What this task involves
Format every line of the items below as a Markdown table with the columns Row and Line, giving each line a row number and leaving out blank lines.

------------------------------------------------------------

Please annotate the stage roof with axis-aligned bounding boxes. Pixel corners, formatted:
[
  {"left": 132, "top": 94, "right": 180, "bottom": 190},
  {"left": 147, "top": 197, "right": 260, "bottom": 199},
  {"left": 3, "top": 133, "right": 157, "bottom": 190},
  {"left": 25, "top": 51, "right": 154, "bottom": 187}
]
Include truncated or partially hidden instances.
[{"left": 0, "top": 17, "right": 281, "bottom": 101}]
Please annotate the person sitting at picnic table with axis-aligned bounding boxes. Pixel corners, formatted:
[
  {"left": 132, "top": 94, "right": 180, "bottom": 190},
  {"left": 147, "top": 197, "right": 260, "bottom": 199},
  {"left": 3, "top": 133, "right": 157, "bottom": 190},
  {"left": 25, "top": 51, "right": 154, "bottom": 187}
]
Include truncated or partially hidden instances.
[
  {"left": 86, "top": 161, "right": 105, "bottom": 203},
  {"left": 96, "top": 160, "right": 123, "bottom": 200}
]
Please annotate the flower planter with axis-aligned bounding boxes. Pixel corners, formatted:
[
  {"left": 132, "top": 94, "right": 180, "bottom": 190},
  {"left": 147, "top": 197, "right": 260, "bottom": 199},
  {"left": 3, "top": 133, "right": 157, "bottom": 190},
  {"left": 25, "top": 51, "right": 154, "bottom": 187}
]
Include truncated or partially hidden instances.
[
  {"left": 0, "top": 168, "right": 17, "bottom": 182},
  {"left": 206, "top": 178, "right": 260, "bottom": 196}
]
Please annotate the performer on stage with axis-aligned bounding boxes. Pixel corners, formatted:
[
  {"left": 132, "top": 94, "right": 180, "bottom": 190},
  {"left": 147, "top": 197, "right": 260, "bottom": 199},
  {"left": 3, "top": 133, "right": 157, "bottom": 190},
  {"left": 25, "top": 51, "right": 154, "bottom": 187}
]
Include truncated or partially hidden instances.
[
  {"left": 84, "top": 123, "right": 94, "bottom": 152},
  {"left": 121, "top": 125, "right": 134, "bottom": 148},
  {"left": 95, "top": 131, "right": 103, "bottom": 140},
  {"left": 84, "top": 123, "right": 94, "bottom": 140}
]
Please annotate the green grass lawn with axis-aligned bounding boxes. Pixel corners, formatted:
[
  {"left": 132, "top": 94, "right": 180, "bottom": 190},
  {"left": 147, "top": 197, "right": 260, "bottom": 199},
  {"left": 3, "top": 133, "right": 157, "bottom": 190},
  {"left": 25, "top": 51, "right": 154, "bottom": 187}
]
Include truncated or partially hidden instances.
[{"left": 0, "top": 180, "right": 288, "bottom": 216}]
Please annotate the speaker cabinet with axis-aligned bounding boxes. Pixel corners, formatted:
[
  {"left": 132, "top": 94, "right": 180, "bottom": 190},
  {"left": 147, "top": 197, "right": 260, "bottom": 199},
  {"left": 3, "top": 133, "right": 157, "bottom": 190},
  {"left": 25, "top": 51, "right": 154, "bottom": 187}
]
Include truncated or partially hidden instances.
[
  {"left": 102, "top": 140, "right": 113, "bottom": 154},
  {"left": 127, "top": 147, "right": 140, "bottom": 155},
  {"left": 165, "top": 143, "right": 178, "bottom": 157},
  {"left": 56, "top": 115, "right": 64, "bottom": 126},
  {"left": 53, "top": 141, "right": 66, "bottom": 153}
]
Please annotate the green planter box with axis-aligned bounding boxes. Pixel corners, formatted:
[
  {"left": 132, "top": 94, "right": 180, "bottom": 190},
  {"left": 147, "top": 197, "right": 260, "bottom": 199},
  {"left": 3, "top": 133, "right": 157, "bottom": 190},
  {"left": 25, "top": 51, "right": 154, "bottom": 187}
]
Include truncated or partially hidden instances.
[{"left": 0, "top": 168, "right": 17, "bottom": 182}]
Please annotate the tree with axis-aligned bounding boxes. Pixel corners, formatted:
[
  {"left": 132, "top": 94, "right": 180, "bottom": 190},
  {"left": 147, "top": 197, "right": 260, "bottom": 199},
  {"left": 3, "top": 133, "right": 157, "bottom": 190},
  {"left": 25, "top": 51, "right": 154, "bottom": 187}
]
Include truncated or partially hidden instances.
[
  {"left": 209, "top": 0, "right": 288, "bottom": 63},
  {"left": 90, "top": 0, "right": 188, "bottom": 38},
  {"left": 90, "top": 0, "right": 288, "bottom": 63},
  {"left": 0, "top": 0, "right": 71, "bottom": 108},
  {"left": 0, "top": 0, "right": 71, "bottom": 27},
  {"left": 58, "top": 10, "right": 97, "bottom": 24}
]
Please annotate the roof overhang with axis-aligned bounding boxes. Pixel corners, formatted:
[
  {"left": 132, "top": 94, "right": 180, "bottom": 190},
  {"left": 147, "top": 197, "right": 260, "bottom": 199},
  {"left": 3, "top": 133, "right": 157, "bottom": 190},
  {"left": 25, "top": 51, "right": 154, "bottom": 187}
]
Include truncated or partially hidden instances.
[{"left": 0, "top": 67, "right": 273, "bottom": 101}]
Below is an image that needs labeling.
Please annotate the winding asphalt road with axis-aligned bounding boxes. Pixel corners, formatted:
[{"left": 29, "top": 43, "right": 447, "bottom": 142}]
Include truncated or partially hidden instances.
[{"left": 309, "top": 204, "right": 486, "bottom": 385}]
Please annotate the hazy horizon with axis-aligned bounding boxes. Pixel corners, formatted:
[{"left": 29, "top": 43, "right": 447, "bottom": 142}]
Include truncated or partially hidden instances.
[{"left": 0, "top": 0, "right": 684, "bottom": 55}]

------------------------------------------------------------

Task output
| Row | Line |
|---|---|
| 1 | Please annotate the stage roof with axis-aligned bounding boxes. Pixel corners, formatted: |
| 2 | [ |
| 3 |   {"left": 132, "top": 94, "right": 180, "bottom": 190}, |
| 4 |   {"left": 147, "top": 197, "right": 260, "bottom": 199}, |
| 5 |   {"left": 3, "top": 133, "right": 157, "bottom": 190}, |
| 6 |   {"left": 25, "top": 51, "right": 154, "bottom": 187} |
| 7 | ] |
| 8 | Include truncated or partially hidden instances. |
| 9 | [{"left": 0, "top": 17, "right": 281, "bottom": 101}] |
| 10 | Please annotate the person sitting at picnic table with axis-aligned bounding boxes. Pixel corners, formatted: |
| 11 | [ |
| 12 |   {"left": 132, "top": 94, "right": 180, "bottom": 190}, |
| 13 |   {"left": 147, "top": 197, "right": 260, "bottom": 199}, |
| 14 |   {"left": 3, "top": 133, "right": 157, "bottom": 190}, |
| 15 |   {"left": 25, "top": 51, "right": 154, "bottom": 187} |
| 16 | ] |
| 17 | Include truncated or partially hidden instances. |
| 18 | [ |
| 19 |   {"left": 86, "top": 161, "right": 105, "bottom": 203}, |
| 20 |   {"left": 96, "top": 160, "right": 123, "bottom": 200} |
| 21 | ] |
| 22 | Please annotate the flower planter with axis-aligned bounding boxes. Pixel corners, formatted: |
| 23 | [ |
| 24 |   {"left": 132, "top": 94, "right": 180, "bottom": 190}, |
| 25 |   {"left": 147, "top": 197, "right": 260, "bottom": 199}, |
| 26 |   {"left": 3, "top": 133, "right": 157, "bottom": 190}, |
| 27 |   {"left": 25, "top": 51, "right": 154, "bottom": 187} |
| 28 | ] |
| 29 | Include truncated or partially hidden instances. |
| 30 | [ |
| 31 |   {"left": 0, "top": 168, "right": 17, "bottom": 182}, |
| 32 |   {"left": 206, "top": 178, "right": 260, "bottom": 196} |
| 33 | ] |
| 34 | Please annotate the performer on stage with axis-aligned bounding boxes. Pixel corners, formatted: |
| 35 | [ |
| 36 |   {"left": 132, "top": 94, "right": 180, "bottom": 190}, |
| 37 |   {"left": 147, "top": 197, "right": 260, "bottom": 199}, |
| 38 |   {"left": 3, "top": 133, "right": 157, "bottom": 190}, |
| 39 |   {"left": 25, "top": 51, "right": 154, "bottom": 187} |
| 40 | ] |
| 41 | Include truncated or partially hidden instances. |
| 42 | [ |
| 43 |   {"left": 84, "top": 123, "right": 94, "bottom": 152}, |
| 44 |   {"left": 121, "top": 125, "right": 134, "bottom": 148}, |
| 45 |   {"left": 95, "top": 131, "right": 103, "bottom": 140}, |
| 46 |   {"left": 84, "top": 123, "right": 94, "bottom": 140} |
| 47 | ] |
| 48 | Please annotate the green grass lawn with axis-aligned bounding boxes. Pixel corners, formatted: |
| 49 | [ |
| 50 |   {"left": 132, "top": 94, "right": 180, "bottom": 190}, |
| 51 |   {"left": 147, "top": 197, "right": 260, "bottom": 199}, |
| 52 |   {"left": 3, "top": 133, "right": 157, "bottom": 190}, |
| 53 |   {"left": 25, "top": 51, "right": 154, "bottom": 187} |
| 54 | ] |
| 55 | Include truncated or partially hidden instances. |
| 56 | [{"left": 0, "top": 180, "right": 288, "bottom": 216}] |
| 57 | Please annotate the speaker cabinet with axis-aligned bounding boxes. Pixel corners, formatted: |
| 58 | [ |
| 59 |   {"left": 132, "top": 94, "right": 180, "bottom": 190}, |
| 60 |   {"left": 147, "top": 197, "right": 260, "bottom": 199}, |
| 61 |   {"left": 3, "top": 133, "right": 157, "bottom": 190}, |
| 62 |   {"left": 25, "top": 51, "right": 154, "bottom": 187} |
| 63 | ] |
| 64 | Include truncated or partially hidden instances. |
| 65 | [ |
| 66 |   {"left": 102, "top": 140, "right": 113, "bottom": 154}, |
| 67 |   {"left": 127, "top": 147, "right": 140, "bottom": 155}, |
| 68 |   {"left": 165, "top": 143, "right": 178, "bottom": 157}, |
| 69 |   {"left": 56, "top": 115, "right": 64, "bottom": 126}, |
| 70 |   {"left": 53, "top": 141, "right": 66, "bottom": 153} |
| 71 | ] |
| 72 | Please annotate the green planter box with axis-aligned bounding boxes. Pixel corners, formatted: |
| 73 | [ |
| 74 |   {"left": 132, "top": 94, "right": 180, "bottom": 190}, |
| 75 |   {"left": 147, "top": 197, "right": 260, "bottom": 199}, |
| 76 |   {"left": 3, "top": 133, "right": 157, "bottom": 190}, |
| 77 |   {"left": 25, "top": 51, "right": 154, "bottom": 187} |
| 78 | ] |
| 79 | Include truncated or partially hidden instances. |
| 80 | [{"left": 0, "top": 168, "right": 17, "bottom": 182}] |
| 81 | Please annotate the tree with axis-aligned bounding boxes. Pixel corners, formatted: |
| 82 | [ |
| 83 |   {"left": 132, "top": 94, "right": 180, "bottom": 190}, |
| 84 |   {"left": 147, "top": 197, "right": 260, "bottom": 199}, |
| 85 |   {"left": 3, "top": 133, "right": 157, "bottom": 190}, |
| 86 |   {"left": 25, "top": 51, "right": 154, "bottom": 187} |
| 87 | ] |
| 88 | Include truncated or partially hidden instances. |
| 89 | [ |
| 90 |   {"left": 209, "top": 0, "right": 288, "bottom": 63}, |
| 91 |   {"left": 90, "top": 0, "right": 188, "bottom": 38}, |
| 92 |   {"left": 90, "top": 0, "right": 288, "bottom": 63}, |
| 93 |   {"left": 0, "top": 0, "right": 71, "bottom": 108}, |
| 94 |   {"left": 0, "top": 0, "right": 71, "bottom": 27}, |
| 95 |   {"left": 58, "top": 10, "right": 97, "bottom": 24} |
| 96 | ] |
| 97 | Please annotate the roof overhang with axis-aligned bounding boxes. Pixel corners, formatted: |
| 98 | [ |
| 99 |   {"left": 132, "top": 94, "right": 180, "bottom": 190}, |
| 100 |   {"left": 147, "top": 197, "right": 260, "bottom": 199}, |
| 101 |   {"left": 3, "top": 133, "right": 157, "bottom": 190}, |
| 102 |   {"left": 25, "top": 51, "right": 154, "bottom": 187} |
| 103 | ] |
| 104 | Include truncated or partially hidden instances. |
| 105 | [{"left": 0, "top": 67, "right": 273, "bottom": 101}] |
| 106 | Below is an image that needs labeling. |
| 107 | Please annotate the winding asphalt road with axis-aligned bounding boxes. Pixel corners, formatted: |
| 108 | [{"left": 29, "top": 43, "right": 447, "bottom": 142}] |
| 109 | Include truncated or partially hidden instances. |
| 110 | [{"left": 309, "top": 204, "right": 486, "bottom": 385}] |
| 111 | Please annotate the hazy horizon with axis-aligned bounding boxes. Pixel corners, formatted: |
| 112 | [{"left": 29, "top": 43, "right": 447, "bottom": 142}] |
| 113 | Include truncated or partially hidden instances. |
| 114 | [{"left": 0, "top": 0, "right": 684, "bottom": 55}] |